DIRECTIVE:
Starting at the line that has "task | place a point on the building facade, one" and stopping after the line that has "x=96, y=169", reproduce every line of the data, requests included. Multiply each answer coordinate by 2.4 and round it to a whole number, with halves rounded up, but leave the requests and their sample coordinates unchanged.

RECORDS FOR PROCESSING:
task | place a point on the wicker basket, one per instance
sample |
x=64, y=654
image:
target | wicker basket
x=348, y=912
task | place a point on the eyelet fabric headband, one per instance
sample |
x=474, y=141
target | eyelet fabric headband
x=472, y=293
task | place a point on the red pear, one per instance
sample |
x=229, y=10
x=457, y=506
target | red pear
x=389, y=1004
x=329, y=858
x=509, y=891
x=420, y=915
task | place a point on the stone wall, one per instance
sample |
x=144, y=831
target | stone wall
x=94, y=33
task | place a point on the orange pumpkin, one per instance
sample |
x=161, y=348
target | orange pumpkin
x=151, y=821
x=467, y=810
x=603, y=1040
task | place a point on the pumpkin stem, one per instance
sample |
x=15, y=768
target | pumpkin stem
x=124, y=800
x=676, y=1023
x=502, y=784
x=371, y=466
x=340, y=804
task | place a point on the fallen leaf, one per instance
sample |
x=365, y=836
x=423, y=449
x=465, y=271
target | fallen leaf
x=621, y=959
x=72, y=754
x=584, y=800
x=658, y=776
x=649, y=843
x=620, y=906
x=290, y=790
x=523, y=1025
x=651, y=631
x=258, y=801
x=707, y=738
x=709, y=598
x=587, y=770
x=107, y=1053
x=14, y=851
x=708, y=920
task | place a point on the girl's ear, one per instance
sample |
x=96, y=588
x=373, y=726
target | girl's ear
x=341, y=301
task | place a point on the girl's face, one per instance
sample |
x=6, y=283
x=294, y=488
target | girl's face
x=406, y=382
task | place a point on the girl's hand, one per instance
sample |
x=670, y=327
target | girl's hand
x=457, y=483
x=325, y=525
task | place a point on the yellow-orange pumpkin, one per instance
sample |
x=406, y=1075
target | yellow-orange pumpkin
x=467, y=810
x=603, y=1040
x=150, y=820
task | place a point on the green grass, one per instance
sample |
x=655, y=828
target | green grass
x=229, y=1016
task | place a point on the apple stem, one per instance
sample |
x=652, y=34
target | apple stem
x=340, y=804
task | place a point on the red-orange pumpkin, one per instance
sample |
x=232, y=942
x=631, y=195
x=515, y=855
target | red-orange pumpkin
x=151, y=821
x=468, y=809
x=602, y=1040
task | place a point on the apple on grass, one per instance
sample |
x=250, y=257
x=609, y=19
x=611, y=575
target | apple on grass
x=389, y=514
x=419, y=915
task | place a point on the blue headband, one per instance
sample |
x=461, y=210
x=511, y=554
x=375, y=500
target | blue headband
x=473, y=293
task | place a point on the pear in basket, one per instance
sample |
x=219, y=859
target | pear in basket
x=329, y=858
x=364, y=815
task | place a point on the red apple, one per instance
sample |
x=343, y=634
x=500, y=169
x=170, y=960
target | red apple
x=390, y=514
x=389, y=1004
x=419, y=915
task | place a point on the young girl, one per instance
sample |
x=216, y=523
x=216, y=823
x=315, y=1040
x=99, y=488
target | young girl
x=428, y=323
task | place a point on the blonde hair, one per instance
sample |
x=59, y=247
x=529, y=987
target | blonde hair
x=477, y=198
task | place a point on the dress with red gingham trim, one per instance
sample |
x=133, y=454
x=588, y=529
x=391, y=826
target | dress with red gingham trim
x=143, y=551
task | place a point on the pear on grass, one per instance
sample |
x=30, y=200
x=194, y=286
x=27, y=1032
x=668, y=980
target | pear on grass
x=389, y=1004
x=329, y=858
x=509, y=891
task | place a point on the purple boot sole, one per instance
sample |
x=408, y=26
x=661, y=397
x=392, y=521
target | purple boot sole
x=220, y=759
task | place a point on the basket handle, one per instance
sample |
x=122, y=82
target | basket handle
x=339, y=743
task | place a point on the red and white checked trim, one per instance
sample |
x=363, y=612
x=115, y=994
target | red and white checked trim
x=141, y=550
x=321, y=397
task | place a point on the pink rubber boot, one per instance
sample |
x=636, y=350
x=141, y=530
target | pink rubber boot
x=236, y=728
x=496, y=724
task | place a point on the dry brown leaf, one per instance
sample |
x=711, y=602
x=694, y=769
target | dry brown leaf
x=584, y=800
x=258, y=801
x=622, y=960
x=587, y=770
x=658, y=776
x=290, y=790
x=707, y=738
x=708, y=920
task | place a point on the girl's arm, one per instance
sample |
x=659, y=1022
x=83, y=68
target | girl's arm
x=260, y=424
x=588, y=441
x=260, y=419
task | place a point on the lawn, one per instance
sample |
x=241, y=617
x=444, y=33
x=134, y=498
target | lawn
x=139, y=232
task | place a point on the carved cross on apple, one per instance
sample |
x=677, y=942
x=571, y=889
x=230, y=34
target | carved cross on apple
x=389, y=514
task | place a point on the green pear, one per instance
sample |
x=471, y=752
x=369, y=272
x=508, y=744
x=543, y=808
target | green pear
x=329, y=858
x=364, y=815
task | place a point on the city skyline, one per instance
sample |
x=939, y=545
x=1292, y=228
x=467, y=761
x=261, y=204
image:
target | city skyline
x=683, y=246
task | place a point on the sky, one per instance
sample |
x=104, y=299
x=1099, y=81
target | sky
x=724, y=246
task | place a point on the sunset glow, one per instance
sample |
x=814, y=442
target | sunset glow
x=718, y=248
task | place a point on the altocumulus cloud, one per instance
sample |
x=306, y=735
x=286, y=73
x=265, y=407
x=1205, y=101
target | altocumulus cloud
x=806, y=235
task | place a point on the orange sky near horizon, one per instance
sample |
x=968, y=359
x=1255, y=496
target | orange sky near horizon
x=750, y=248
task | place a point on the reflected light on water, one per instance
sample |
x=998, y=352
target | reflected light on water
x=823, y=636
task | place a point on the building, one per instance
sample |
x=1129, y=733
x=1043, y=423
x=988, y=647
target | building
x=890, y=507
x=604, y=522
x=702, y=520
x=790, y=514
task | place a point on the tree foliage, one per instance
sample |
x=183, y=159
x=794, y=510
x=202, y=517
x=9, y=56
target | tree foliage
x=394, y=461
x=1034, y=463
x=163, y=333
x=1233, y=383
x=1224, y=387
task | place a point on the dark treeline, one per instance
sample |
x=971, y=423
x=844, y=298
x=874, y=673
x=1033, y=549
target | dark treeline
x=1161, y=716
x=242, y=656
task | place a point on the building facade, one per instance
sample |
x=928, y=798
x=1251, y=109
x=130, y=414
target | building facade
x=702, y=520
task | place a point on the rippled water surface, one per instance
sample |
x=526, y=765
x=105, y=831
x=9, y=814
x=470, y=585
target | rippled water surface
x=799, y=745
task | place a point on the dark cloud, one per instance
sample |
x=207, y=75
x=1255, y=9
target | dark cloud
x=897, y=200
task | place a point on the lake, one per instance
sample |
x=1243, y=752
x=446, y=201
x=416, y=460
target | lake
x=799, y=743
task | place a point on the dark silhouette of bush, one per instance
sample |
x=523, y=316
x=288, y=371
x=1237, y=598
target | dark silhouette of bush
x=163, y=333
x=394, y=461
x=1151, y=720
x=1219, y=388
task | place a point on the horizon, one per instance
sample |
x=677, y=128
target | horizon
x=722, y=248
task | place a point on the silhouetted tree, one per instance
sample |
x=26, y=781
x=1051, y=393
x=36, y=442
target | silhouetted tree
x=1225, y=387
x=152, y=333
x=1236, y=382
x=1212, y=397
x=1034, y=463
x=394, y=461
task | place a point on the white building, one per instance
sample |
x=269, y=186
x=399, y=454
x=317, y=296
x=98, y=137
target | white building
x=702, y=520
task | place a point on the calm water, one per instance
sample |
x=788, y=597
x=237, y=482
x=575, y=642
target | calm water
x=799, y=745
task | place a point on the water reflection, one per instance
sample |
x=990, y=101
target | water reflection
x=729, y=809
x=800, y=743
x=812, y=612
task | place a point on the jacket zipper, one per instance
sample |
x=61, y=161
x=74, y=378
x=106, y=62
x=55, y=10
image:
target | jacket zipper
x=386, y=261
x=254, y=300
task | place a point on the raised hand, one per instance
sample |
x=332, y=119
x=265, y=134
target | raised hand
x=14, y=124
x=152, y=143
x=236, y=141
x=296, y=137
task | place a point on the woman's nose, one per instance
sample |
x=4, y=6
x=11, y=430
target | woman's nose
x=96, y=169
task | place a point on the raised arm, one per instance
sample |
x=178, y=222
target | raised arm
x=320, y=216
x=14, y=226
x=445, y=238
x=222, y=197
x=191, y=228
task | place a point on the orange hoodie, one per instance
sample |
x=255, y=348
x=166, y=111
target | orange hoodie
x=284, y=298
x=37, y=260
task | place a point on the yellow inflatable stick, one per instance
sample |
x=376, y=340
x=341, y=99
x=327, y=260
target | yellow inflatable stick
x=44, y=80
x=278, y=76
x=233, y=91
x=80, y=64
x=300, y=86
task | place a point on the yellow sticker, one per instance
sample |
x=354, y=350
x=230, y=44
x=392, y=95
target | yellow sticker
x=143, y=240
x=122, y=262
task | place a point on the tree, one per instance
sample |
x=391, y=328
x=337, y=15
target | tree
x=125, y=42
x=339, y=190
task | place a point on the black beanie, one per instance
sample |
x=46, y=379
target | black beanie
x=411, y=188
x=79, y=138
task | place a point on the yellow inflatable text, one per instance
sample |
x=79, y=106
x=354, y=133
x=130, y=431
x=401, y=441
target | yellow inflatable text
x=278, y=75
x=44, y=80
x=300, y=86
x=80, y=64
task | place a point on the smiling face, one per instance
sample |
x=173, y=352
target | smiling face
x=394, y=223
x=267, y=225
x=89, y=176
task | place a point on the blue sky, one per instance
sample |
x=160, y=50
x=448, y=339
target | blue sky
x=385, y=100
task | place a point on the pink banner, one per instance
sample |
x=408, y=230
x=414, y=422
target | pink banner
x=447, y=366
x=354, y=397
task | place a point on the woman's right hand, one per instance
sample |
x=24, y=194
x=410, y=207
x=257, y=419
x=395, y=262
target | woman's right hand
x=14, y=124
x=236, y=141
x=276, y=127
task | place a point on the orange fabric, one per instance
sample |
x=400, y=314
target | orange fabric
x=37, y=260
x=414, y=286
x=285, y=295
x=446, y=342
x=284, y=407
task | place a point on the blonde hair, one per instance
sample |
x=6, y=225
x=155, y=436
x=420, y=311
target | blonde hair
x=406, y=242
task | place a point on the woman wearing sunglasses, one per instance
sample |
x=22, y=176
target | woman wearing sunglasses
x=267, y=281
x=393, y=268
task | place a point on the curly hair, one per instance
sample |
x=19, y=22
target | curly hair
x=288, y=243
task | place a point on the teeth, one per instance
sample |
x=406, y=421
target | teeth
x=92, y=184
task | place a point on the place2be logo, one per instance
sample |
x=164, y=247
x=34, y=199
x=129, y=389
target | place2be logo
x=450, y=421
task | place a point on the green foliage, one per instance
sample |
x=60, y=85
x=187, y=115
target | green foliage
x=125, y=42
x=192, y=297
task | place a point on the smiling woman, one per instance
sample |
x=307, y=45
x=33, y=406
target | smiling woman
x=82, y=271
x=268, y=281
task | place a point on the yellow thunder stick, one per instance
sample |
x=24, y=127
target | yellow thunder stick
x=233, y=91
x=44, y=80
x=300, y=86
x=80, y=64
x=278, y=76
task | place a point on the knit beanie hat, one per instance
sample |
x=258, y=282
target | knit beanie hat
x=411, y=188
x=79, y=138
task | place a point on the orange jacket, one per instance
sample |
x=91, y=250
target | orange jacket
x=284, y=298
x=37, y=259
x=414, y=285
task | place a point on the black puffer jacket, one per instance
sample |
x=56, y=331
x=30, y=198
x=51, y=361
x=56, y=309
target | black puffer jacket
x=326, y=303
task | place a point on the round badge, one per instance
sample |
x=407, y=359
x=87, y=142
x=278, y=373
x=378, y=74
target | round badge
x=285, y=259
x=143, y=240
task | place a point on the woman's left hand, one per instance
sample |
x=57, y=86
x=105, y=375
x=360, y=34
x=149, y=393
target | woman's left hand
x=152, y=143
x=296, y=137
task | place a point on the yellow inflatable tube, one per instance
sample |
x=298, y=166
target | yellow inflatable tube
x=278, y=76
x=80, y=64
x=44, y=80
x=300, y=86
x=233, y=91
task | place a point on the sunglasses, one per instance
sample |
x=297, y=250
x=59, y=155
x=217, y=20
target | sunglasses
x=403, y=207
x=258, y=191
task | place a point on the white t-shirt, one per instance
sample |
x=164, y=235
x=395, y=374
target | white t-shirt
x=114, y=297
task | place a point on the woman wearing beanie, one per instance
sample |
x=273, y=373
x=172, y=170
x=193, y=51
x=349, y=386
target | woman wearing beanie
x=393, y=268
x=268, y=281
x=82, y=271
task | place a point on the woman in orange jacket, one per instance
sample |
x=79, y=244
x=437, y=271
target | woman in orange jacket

PROBLEM SOLUTION:
task | place a point on the building facade, one per instance
sample |
x=928, y=798
x=1251, y=109
x=130, y=414
target | building facade
x=1685, y=1248
task | place a point on the rippled water surface, one per instance
sample |
x=526, y=765
x=105, y=831
x=9, y=814
x=470, y=585
target | rippled water surface
x=1918, y=1788
task | place a point on the dark cloud, one per instance
sample |
x=207, y=75
x=1255, y=9
target | dark cloud
x=2153, y=480
task | place a point on the lake, one per instance
sample |
x=1243, y=752
x=446, y=201
x=416, y=460
target | lake
x=1918, y=1783
task | place a point on the dark silhouette of bush, one per instance
sample |
x=523, y=316
x=288, y=371
x=1237, y=598
target | dark silhouette of bush
x=391, y=799
x=946, y=1106
x=2762, y=1728
x=2926, y=931
task | place a point on the horizon, one per instance
sample |
x=677, y=128
target | horizon
x=1733, y=595
task | place a point on the silhouetted tree, one per instance
sample |
x=26, y=781
x=1051, y=393
x=36, y=442
target | silhouetted tree
x=2940, y=929
x=365, y=799
x=2966, y=917
x=2909, y=953
x=2482, y=1111
x=946, y=1106
task | place a point on the white building, one per instance
sample |
x=269, y=186
x=399, y=454
x=317, y=296
x=98, y=137
target | white building
x=1685, y=1248
task | place a point on the calm water, one per instance
sample |
x=788, y=597
x=237, y=482
x=575, y=642
target | calm water
x=1918, y=1788
task | place a point on the water reflection, one per instance
sample |
x=990, y=101
target | water reflection
x=1750, y=1942
x=1920, y=1783
x=1949, y=1469
task | place a point on the jacket zipper, one per instance
sample |
x=61, y=161
x=74, y=378
x=106, y=62
x=55, y=10
image:
target | jacket zipper
x=926, y=626
x=610, y=720
task | place a point on the raised hand, one per instance
sample |
x=332, y=119
x=265, y=134
target | raised hand
x=34, y=298
x=365, y=343
x=566, y=338
x=710, y=329
task | place a point on the woman's nose, one per instance
sample |
x=4, y=6
x=11, y=430
target | woman's nose
x=230, y=406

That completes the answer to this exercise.